### PROBLEM TO WORK ON
All of the data should be output character for character, except the pictures.

------------------------------------------------------------------------

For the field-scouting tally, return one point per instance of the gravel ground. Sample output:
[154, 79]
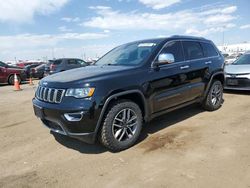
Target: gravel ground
[185, 148]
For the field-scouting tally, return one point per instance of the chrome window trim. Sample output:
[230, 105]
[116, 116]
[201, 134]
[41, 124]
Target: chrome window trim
[182, 40]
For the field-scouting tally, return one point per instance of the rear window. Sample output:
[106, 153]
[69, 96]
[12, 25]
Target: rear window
[209, 50]
[192, 50]
[174, 48]
[72, 62]
[57, 62]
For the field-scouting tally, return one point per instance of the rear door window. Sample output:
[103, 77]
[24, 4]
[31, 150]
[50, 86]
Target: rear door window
[81, 62]
[175, 49]
[72, 62]
[208, 49]
[57, 62]
[192, 50]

------------------------------------------------------------------------

### RESULT
For the field-scouting tally, return one point per instance of the gravel ground. Sample output:
[154, 79]
Target: gravel ground
[185, 148]
For the field-scouting tally, return one point per instance of the chrome window trim. Sample output:
[230, 105]
[116, 116]
[201, 134]
[41, 124]
Target: chrome window trim
[182, 40]
For the field-scouting tally, return one point per instance of the rear window. Sample output:
[106, 153]
[69, 96]
[12, 25]
Target: rear window
[209, 50]
[192, 50]
[174, 48]
[72, 62]
[57, 62]
For the field-scouting tally, return one point per instance of the rear door window. Sample output:
[103, 77]
[24, 4]
[31, 150]
[50, 86]
Target: rear door window
[81, 62]
[175, 49]
[72, 62]
[208, 49]
[57, 62]
[192, 50]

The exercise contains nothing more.